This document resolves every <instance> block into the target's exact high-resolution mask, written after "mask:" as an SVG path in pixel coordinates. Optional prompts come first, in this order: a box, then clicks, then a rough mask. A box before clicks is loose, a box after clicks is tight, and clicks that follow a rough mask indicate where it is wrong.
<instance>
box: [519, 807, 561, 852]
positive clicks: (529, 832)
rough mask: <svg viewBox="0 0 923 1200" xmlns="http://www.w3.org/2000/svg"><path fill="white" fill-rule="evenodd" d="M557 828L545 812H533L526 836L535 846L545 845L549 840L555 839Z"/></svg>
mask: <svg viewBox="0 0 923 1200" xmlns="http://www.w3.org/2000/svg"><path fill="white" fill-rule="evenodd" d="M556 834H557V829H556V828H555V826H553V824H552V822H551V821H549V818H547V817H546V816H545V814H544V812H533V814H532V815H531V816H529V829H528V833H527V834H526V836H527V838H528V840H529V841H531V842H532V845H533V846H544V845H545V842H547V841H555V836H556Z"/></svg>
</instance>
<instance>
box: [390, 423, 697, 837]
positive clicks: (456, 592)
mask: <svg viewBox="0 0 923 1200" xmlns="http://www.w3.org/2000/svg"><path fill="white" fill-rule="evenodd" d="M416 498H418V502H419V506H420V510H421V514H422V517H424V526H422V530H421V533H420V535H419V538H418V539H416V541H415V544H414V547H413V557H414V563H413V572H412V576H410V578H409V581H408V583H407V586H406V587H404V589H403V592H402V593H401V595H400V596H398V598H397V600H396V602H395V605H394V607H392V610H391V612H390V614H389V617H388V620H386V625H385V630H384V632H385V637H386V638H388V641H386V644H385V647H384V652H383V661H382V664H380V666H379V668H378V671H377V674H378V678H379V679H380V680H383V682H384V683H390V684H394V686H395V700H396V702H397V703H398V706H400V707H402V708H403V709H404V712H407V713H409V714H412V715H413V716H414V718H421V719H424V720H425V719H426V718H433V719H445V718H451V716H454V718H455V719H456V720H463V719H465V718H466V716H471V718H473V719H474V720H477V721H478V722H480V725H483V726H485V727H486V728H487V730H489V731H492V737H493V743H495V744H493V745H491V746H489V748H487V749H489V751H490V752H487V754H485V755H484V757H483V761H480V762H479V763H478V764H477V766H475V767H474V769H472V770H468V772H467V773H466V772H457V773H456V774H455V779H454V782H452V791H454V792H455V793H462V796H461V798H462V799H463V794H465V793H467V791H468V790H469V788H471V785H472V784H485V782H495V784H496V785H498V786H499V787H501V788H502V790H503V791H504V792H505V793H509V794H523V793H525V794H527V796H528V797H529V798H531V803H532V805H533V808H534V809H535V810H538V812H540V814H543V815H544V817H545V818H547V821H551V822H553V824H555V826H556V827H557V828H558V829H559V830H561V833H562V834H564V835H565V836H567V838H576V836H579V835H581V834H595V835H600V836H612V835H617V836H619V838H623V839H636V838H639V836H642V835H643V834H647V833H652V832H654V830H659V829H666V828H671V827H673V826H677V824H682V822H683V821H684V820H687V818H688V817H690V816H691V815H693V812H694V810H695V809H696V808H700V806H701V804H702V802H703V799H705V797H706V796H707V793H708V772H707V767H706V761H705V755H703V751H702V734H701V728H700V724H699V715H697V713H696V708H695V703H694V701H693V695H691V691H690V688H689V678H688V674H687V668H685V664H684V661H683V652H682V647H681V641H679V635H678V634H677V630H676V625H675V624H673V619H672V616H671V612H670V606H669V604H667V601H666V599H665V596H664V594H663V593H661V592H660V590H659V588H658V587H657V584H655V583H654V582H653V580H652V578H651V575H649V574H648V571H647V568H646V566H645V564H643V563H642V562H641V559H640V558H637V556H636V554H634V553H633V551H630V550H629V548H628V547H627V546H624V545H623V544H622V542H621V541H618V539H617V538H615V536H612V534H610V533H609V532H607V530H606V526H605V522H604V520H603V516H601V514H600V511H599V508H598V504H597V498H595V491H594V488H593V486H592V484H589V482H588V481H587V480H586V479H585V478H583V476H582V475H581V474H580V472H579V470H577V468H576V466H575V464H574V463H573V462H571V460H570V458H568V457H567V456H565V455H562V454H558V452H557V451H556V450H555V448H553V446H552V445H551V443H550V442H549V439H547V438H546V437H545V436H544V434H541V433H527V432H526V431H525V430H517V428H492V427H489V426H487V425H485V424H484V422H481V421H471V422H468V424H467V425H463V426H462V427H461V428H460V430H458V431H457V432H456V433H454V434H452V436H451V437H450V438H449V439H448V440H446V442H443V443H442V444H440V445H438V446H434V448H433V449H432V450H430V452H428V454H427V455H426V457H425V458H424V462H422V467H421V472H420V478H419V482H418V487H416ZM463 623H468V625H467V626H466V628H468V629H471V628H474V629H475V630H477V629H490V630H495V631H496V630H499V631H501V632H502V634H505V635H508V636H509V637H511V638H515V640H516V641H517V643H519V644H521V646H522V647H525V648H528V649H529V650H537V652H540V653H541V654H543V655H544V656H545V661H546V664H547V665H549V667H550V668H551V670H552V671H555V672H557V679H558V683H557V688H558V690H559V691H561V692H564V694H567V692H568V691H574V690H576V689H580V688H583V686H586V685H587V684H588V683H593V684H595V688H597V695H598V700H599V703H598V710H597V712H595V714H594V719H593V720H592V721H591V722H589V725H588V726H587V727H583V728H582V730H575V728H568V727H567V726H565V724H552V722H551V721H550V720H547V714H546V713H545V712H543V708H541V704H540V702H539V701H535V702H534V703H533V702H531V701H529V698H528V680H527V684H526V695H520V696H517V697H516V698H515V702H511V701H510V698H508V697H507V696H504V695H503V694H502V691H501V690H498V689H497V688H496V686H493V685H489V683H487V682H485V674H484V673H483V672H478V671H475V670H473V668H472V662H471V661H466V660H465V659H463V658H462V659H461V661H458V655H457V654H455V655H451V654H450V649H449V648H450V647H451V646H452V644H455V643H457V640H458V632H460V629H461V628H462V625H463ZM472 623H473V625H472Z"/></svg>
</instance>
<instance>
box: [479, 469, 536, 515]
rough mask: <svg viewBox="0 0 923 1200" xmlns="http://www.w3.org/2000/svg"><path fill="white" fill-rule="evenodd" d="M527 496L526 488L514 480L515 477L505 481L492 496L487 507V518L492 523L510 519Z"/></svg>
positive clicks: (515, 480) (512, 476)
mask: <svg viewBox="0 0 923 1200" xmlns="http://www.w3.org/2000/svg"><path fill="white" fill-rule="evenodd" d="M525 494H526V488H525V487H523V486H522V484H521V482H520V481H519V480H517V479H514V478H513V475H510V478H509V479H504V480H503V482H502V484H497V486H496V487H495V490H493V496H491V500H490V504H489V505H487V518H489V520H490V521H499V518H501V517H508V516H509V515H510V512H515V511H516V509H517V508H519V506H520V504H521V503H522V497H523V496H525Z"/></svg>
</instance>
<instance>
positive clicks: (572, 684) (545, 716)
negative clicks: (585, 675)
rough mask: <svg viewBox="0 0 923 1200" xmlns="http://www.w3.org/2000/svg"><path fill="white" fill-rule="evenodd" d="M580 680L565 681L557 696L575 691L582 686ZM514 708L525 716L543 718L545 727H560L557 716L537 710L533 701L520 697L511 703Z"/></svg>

■ REQUIRED ACTION
Copy out all of the rows above again, substituting "foreground clicks" for every "positive clicks" and leaving everything else unchanged.

■ TASK OUTPUT
This document resolves every <instance> block into the target's exact high-resolution mask, written after "mask:" as an SVG path in pixel coordinates. Optional prompts come first, in this order: a box, then clicks, then a rough mask. A box before clicks is loose, a box after clicks is tight, and clicks that follow a rough mask indicate where it is wrong.
<instance>
box: [519, 807, 561, 852]
foreground clicks: (529, 832)
rough mask: <svg viewBox="0 0 923 1200" xmlns="http://www.w3.org/2000/svg"><path fill="white" fill-rule="evenodd" d="M557 828L545 812H533L526 836L535 846L545 845L549 840L555 839Z"/></svg>
mask: <svg viewBox="0 0 923 1200" xmlns="http://www.w3.org/2000/svg"><path fill="white" fill-rule="evenodd" d="M556 834H557V829H556V828H555V826H553V824H552V822H551V821H549V818H547V817H546V816H545V814H544V812H533V814H532V815H531V816H529V829H528V833H527V834H526V836H527V838H528V840H529V841H531V842H532V845H533V846H544V845H545V842H547V841H555V836H556Z"/></svg>
</instance>
<instance>
box: [390, 423, 697, 837]
foreground clicks: (456, 592)
mask: <svg viewBox="0 0 923 1200" xmlns="http://www.w3.org/2000/svg"><path fill="white" fill-rule="evenodd" d="M416 498H418V502H419V506H420V510H421V514H422V517H424V526H422V530H421V533H420V535H419V538H418V539H416V541H415V544H414V547H413V557H414V563H413V572H412V576H410V578H409V581H408V583H407V586H406V587H404V589H403V592H402V593H401V595H400V596H398V598H397V600H396V602H395V605H394V607H392V610H391V612H390V614H389V617H388V620H386V625H385V630H384V632H385V637H386V638H388V641H386V644H385V647H384V652H383V661H382V664H380V666H379V668H378V671H377V674H378V678H379V679H380V680H383V682H384V683H390V684H394V686H395V700H396V702H397V703H398V706H400V707H402V708H403V709H404V712H407V713H409V714H412V715H413V716H414V718H421V719H424V720H425V719H426V718H433V719H445V718H451V716H454V718H455V719H456V720H463V719H465V718H466V716H471V718H473V719H474V720H477V721H478V722H480V725H483V726H485V727H486V728H487V730H489V731H492V737H493V743H495V744H493V745H491V746H489V748H487V749H489V751H490V752H487V754H485V755H484V757H483V761H480V762H479V763H478V764H477V766H475V767H474V769H472V770H468V772H467V773H466V772H457V773H456V774H455V779H454V782H452V791H454V792H455V793H462V796H461V798H462V799H463V794H465V793H467V791H468V790H469V788H471V785H472V784H485V782H495V784H496V785H498V786H499V787H501V788H502V790H503V791H504V792H505V793H509V794H523V793H525V794H527V796H528V797H529V798H531V803H532V805H533V808H534V809H535V810H538V812H540V814H543V815H544V817H545V818H547V821H551V822H553V824H555V826H556V827H557V828H558V829H559V830H561V833H562V834H564V835H565V836H567V838H576V836H579V835H581V834H595V835H600V836H612V835H617V836H619V838H623V839H636V838H639V836H642V835H643V834H647V833H652V832H654V830H659V829H666V828H671V827H673V826H677V824H682V822H683V821H684V820H687V818H688V817H690V816H691V815H693V812H694V810H695V809H696V808H700V806H701V804H702V802H703V799H705V797H706V796H707V793H708V772H707V767H706V761H705V755H703V751H702V734H701V728H700V724H699V715H697V713H696V708H695V703H694V701H693V695H691V691H690V688H689V678H688V674H687V668H685V664H684V661H683V652H682V647H681V641H679V635H678V634H677V630H676V625H675V624H673V619H672V616H671V612H670V606H669V604H667V601H666V599H665V596H664V594H663V593H661V592H660V590H659V588H658V587H657V584H655V583H654V582H653V580H652V578H651V575H649V574H648V571H647V568H646V566H645V564H643V563H642V562H641V559H640V558H637V556H636V554H634V553H633V551H630V550H629V548H628V547H627V546H624V545H623V544H622V542H621V541H618V539H617V538H615V536H612V534H610V533H609V532H607V530H606V526H605V522H604V520H603V516H601V514H600V511H599V508H598V504H597V498H595V491H594V488H593V486H592V484H589V482H588V481H587V480H586V479H585V478H583V476H582V475H581V474H580V472H579V470H577V468H576V466H575V464H574V463H573V462H571V460H570V458H568V457H567V456H565V455H562V454H558V452H557V451H556V450H555V448H553V446H552V445H551V443H550V442H549V439H547V438H546V437H545V436H544V434H541V433H527V432H526V431H525V430H517V428H492V427H489V426H487V425H485V424H484V422H481V421H471V422H468V424H467V425H463V426H462V427H461V428H460V430H458V431H457V432H456V433H454V434H452V436H451V437H450V438H449V439H448V440H446V442H443V443H442V444H440V445H438V446H434V448H433V449H432V450H430V452H428V454H427V455H426V457H425V458H424V462H422V467H421V472H420V478H419V482H418V487H416ZM463 623H468V625H467V626H466V628H468V629H471V628H474V629H475V630H477V629H490V630H495V631H496V630H499V631H501V632H502V634H505V635H508V636H509V637H511V638H515V640H516V641H517V643H519V644H521V646H522V647H525V648H528V649H529V650H537V652H540V653H541V654H543V655H544V656H545V661H546V664H547V665H549V667H550V668H551V670H552V671H555V672H557V679H558V683H557V688H558V690H559V691H561V692H564V694H567V692H568V691H574V690H576V689H580V688H583V686H586V685H587V684H588V683H593V684H595V688H597V695H598V700H599V703H598V710H597V712H595V714H594V719H593V720H592V721H591V722H589V725H588V726H587V727H583V728H582V730H575V728H568V727H567V726H565V724H552V722H551V721H550V720H547V714H546V713H545V712H543V708H541V704H540V702H539V701H535V702H534V703H533V702H531V701H529V698H528V680H527V684H526V695H520V696H517V697H516V698H515V702H511V701H510V698H508V697H507V696H504V695H503V694H502V691H501V690H498V689H497V688H496V686H493V685H489V683H487V682H485V674H484V673H483V672H478V671H475V670H473V668H472V662H471V661H466V660H465V659H463V658H462V659H461V661H458V655H457V654H455V655H451V654H450V649H449V648H450V647H451V646H452V644H455V643H457V640H458V632H460V629H461V628H462V625H463ZM472 623H473V625H472Z"/></svg>
</instance>
<instance>
box: [479, 469, 536, 515]
rough mask: <svg viewBox="0 0 923 1200" xmlns="http://www.w3.org/2000/svg"><path fill="white" fill-rule="evenodd" d="M527 496L526 488L514 480L515 477L505 481L492 496L487 507V518L492 523L510 519Z"/></svg>
foreground clicks: (515, 480) (512, 476)
mask: <svg viewBox="0 0 923 1200" xmlns="http://www.w3.org/2000/svg"><path fill="white" fill-rule="evenodd" d="M525 494H526V488H525V487H523V486H522V484H521V482H520V481H519V480H517V479H514V478H513V475H510V478H509V479H504V480H503V482H502V484H497V486H496V487H495V490H493V496H491V500H490V504H489V505H487V518H489V520H490V521H499V518H501V517H508V516H509V515H510V512H515V511H516V509H517V508H519V506H520V504H521V503H522V497H523V496H525Z"/></svg>
</instance>
<instance>
foreground clicks: (572, 684) (545, 716)
negative clicks: (585, 675)
rough mask: <svg viewBox="0 0 923 1200" xmlns="http://www.w3.org/2000/svg"><path fill="white" fill-rule="evenodd" d="M580 680L565 681L557 696L575 691L582 686ZM514 708L525 716L543 718L545 727H560L557 716L537 710L533 701L520 697L511 703Z"/></svg>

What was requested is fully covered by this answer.